» The task
Write out exactly the lines running from the one with "Expected: one point per instance of the decorative" to the last line of the entries, keeping both the first and the last.

[Natural language region descriptions]
---*---

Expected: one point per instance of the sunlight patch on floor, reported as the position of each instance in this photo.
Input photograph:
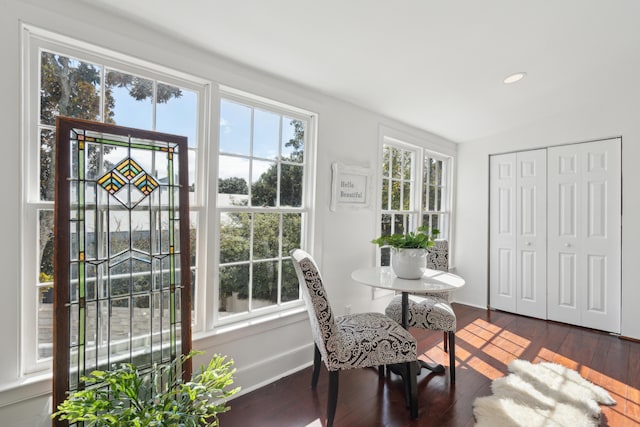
(484, 368)
(617, 414)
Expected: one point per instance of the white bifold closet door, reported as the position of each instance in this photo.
(584, 220)
(518, 229)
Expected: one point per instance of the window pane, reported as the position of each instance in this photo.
(290, 284)
(128, 100)
(291, 185)
(395, 195)
(292, 140)
(266, 234)
(396, 163)
(406, 196)
(265, 283)
(68, 87)
(266, 134)
(264, 187)
(399, 224)
(47, 164)
(234, 236)
(232, 182)
(45, 284)
(385, 194)
(234, 289)
(291, 232)
(177, 112)
(433, 172)
(432, 198)
(406, 164)
(235, 128)
(386, 157)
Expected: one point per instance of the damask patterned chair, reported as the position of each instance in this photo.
(432, 310)
(352, 341)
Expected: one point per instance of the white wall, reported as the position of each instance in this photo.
(617, 116)
(347, 134)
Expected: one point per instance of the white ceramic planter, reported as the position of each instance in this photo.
(408, 263)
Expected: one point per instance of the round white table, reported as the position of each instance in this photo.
(431, 281)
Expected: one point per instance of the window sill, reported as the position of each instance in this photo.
(249, 327)
(39, 384)
(27, 387)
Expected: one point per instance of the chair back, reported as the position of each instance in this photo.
(323, 325)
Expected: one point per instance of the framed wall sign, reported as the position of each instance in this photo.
(350, 187)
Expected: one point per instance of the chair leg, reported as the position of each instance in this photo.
(412, 372)
(317, 361)
(332, 403)
(452, 356)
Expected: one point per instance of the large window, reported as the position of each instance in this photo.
(258, 161)
(415, 191)
(261, 203)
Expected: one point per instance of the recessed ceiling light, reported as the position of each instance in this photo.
(514, 78)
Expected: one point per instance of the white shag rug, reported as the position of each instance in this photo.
(541, 395)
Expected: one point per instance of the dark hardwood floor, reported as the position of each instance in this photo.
(486, 341)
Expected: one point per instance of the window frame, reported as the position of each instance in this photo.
(203, 202)
(306, 209)
(392, 138)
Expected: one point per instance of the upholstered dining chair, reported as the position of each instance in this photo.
(359, 340)
(432, 311)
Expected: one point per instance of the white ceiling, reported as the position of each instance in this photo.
(434, 64)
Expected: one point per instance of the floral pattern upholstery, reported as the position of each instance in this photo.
(438, 258)
(354, 340)
(430, 312)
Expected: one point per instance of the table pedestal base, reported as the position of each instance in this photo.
(399, 369)
(436, 368)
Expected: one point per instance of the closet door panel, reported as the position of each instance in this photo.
(531, 237)
(601, 230)
(502, 282)
(584, 234)
(563, 271)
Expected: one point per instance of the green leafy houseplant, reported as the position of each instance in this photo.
(422, 239)
(409, 251)
(126, 396)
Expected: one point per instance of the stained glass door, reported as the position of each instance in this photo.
(122, 277)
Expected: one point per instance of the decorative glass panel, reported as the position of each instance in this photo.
(121, 208)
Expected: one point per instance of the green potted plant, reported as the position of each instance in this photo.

---*---

» Exercise output
Expected: one point per instance of the decorative glass panel, reported as the position of each instance in this photo.
(121, 208)
Expected: one point per instance of the green potted plant, reported as the position of each instance in this photo.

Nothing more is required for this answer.